*What needs to be done:* A complete response lists each line of the data below that includes the word "black".

*Data supplied:*
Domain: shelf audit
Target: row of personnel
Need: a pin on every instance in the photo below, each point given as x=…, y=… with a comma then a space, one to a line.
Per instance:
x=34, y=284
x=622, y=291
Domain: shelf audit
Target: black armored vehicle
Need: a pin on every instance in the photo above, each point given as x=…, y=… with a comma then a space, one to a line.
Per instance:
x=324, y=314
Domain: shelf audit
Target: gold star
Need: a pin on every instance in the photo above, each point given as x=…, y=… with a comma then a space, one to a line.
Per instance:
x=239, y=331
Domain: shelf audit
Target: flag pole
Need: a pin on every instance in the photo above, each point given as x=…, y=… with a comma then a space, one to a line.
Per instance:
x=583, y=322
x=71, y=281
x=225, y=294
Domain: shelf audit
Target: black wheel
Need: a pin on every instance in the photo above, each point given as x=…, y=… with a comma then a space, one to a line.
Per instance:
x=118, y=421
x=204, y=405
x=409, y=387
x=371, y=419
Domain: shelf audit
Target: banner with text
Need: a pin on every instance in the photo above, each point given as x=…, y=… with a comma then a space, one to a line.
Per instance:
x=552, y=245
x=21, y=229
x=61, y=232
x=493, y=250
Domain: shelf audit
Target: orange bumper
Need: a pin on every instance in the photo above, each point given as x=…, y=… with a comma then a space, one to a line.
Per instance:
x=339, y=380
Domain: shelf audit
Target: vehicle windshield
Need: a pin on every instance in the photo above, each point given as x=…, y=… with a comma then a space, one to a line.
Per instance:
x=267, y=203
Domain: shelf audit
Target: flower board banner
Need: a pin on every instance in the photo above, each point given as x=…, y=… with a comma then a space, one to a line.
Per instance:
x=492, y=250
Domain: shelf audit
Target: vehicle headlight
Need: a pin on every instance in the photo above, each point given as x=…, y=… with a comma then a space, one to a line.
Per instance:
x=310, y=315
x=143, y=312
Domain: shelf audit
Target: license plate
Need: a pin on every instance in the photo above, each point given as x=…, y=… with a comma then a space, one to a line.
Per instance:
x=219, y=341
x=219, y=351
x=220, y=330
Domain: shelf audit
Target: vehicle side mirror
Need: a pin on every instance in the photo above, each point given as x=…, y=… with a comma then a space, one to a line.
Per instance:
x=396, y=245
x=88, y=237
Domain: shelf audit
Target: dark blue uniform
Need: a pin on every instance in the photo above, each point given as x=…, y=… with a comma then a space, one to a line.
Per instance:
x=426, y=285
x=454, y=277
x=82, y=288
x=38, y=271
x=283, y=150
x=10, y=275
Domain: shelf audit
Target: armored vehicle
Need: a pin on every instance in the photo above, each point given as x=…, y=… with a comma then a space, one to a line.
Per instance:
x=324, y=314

*Solution for this problem:*
Target: black armored vehicle
Target: black wheel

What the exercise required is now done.